EXERCICES À TRAITER ::
[A] Recopiez mot pour mot le passage de l'extrait sur le Tasse compris entre « Trois ans avant » et « temps sa devise. », ces deux bornes incluses.
[B] Rendez en anglais cette phrase de l'extrait sur le Tasse : « Je tiens pour certain de devenir un grand homme, et je fais montre de mes grandeurs comme si je les possédais déjà. »

Trois ans avant sa mort, en 1592, il dira : « Je ne veux plus ni servir, ni composer, ni vivre à la mode d’autrui, ni faire ou souffrir quoi que ce soit qui me déplaise. Ce qu’il me faut, c’est l’honneur dans le plaisir et le plaisir dans l’honneur... » Il l’avait dit et redit: Onor piacevole e piacere onorato, telle fut en tout temps sa devise.

Il eut dès sa jeunesse la manie des grandeurs : « Il n’y a pas de baron ni de ministre du duc, pour haut placé qu’il soit, qui me trouve disposé à lui porter respect, et notre grandissime lui-même, le Montecatino, s’apercevant de ma morgue, s’empresse souvent de me saluer le premier, à quoi je réponds avec tant de hauteur et de gravité qu’on me prendrait pour un Espagnol. Les bonnes gens disent : D’où lui est venue tant d’arrogance? A-t-il trouvé un trésor? Depuis mon retour, je n’ai dîné que deux fois hors du logis, et encore me suis-je fait prier; en revanche, j’ai accepté sans façons la place d’honneur au haut bout de la table. J’ai fait examiner ma nativité par trois astrologues. Sans me connaître, ils ont déclaré tout d’une voix que j’étais un grand homme de lettres, et ils me promettent une très longue vie et la fortune la plus éclatante... Je tiens pour certain de devenir un grand homme, et je fais montre de mes grandeurs comme si je les possédais déjà. » Bien des années plus tard : « Je suis ambitieux, mais j’en ai le droit, car il n’y a en moi aucun défaut qui ne soit tempéré par la raison. Je ne puis vivre dans une ville où tous les nobles ne me cèdent pas la première place; j’entends tout au moins qu’ils m’autorisent à aller de pair avec eux en tout ce qui concerne les démonstrations extérieures... Je ne refuse aucun hommage, ni même les titres qui ne m’appartiennent pas, ni les suprêmes honneurs, ni les suprêmes louanges, ni les adulations démesurées : il me semble que ce serait refuser la vie. »

Si dans ses prospérités il exige qu’on lui rende de grands respects, qu’on le traite en roi, il entend dans ses malheurs que, toute affaire cessante, l’univers s’occupe de lui ; que princes et princesses, gentilshommes et bourgeois, cardinaux et souverains-pontifes s’intéressent à Torquato Tasso, s’apitoient sur ses disgrâces.

DONNÉES FOURNIES ::
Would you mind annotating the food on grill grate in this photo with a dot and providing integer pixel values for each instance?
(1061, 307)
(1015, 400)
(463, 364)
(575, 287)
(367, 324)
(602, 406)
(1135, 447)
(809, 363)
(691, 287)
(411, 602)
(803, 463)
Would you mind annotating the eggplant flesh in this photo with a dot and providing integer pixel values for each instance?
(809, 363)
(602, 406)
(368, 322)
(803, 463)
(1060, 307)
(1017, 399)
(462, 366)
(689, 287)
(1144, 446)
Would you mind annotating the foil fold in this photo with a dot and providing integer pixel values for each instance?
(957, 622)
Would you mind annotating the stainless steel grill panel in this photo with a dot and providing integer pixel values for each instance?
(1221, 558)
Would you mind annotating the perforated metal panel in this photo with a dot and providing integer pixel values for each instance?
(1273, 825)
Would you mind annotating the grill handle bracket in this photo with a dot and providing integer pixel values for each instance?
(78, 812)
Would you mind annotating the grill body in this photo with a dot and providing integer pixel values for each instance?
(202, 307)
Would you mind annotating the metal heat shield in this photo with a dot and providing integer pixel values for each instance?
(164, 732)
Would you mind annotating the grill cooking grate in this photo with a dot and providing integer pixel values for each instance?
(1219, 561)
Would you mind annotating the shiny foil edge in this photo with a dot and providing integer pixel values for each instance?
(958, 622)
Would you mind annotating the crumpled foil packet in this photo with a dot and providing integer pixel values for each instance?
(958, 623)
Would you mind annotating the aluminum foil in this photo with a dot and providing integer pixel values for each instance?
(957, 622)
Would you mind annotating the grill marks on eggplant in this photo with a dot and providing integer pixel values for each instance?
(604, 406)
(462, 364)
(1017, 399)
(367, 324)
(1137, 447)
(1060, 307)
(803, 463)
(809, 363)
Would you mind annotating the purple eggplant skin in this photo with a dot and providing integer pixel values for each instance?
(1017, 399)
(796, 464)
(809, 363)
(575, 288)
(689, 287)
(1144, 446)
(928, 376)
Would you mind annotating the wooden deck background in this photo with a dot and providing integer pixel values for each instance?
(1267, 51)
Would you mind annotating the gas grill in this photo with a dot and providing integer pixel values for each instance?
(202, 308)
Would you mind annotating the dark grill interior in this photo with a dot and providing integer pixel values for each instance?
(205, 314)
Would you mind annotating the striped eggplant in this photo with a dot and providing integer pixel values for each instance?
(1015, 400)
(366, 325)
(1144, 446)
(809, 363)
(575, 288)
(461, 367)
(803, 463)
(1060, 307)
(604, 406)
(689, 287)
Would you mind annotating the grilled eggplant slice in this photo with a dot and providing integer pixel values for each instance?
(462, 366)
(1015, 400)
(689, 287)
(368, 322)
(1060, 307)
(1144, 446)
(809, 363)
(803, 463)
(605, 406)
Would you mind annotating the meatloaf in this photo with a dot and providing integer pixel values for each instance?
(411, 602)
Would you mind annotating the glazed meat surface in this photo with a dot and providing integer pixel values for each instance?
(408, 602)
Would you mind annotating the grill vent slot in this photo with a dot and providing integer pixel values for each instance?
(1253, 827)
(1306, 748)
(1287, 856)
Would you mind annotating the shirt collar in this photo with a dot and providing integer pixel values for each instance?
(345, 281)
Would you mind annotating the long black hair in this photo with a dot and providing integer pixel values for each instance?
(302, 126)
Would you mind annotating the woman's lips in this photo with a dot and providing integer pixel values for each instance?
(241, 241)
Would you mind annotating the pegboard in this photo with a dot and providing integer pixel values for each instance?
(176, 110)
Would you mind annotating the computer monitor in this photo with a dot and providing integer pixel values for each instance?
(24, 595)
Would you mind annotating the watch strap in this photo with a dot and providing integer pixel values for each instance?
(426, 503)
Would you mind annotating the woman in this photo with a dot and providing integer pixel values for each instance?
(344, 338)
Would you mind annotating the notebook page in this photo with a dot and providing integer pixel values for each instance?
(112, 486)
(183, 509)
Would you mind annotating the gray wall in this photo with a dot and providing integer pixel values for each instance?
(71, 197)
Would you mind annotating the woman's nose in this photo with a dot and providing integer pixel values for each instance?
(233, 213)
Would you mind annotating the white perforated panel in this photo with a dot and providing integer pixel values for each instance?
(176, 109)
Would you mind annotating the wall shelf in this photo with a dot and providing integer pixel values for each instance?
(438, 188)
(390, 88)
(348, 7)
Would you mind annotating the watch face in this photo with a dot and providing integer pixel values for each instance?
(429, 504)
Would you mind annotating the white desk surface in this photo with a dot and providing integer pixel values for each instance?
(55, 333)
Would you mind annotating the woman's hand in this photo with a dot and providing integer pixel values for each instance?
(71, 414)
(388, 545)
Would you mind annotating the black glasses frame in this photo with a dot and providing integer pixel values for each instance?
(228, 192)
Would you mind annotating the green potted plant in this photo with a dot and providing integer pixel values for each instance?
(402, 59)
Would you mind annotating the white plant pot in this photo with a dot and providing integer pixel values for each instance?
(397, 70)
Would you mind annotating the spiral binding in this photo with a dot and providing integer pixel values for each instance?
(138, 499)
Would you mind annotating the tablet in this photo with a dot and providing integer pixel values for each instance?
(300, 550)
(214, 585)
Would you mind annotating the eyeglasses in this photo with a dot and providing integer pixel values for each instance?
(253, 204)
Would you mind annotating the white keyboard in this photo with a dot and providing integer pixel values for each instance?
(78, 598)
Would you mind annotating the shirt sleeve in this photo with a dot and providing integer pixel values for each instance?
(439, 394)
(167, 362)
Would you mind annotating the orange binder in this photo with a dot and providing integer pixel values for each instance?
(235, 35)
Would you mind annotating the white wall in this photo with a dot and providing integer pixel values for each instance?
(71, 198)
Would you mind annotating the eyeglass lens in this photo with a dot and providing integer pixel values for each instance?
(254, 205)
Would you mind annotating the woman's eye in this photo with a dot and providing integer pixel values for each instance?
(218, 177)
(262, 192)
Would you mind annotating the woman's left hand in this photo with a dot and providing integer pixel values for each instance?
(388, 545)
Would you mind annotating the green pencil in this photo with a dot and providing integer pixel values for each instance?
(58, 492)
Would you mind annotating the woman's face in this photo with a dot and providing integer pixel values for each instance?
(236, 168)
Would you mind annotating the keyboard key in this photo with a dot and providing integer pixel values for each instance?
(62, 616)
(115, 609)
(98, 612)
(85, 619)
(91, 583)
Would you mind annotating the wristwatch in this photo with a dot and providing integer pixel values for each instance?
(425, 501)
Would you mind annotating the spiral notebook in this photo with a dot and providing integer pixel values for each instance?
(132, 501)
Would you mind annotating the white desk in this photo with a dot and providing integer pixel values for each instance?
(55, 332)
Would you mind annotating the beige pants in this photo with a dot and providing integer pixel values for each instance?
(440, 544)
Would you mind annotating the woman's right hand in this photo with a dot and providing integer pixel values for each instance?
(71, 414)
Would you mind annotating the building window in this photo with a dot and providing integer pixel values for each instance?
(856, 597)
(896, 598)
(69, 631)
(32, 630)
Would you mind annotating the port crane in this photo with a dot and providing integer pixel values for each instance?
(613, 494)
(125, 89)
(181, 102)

CORRIGÉS ::
[A]
Trois ans avant sa mort, en 1592, il dira : « Je ne veux plus ni servir, ni composer, ni vivre à la mode d’autrui, ni faire ou souffrir quoi que ce soit qui me déplaise. Ce qu’il me faut, c’est l’honneur dans le plaisir et le plaisir dans l’honneur... » Il l’avait dit et redit: Onor piacevole e piacere onorato, telle fut en tout temps sa devise.

[B] I hold it as certain that I will become a great man, and I display my greatness as if I already possessed it.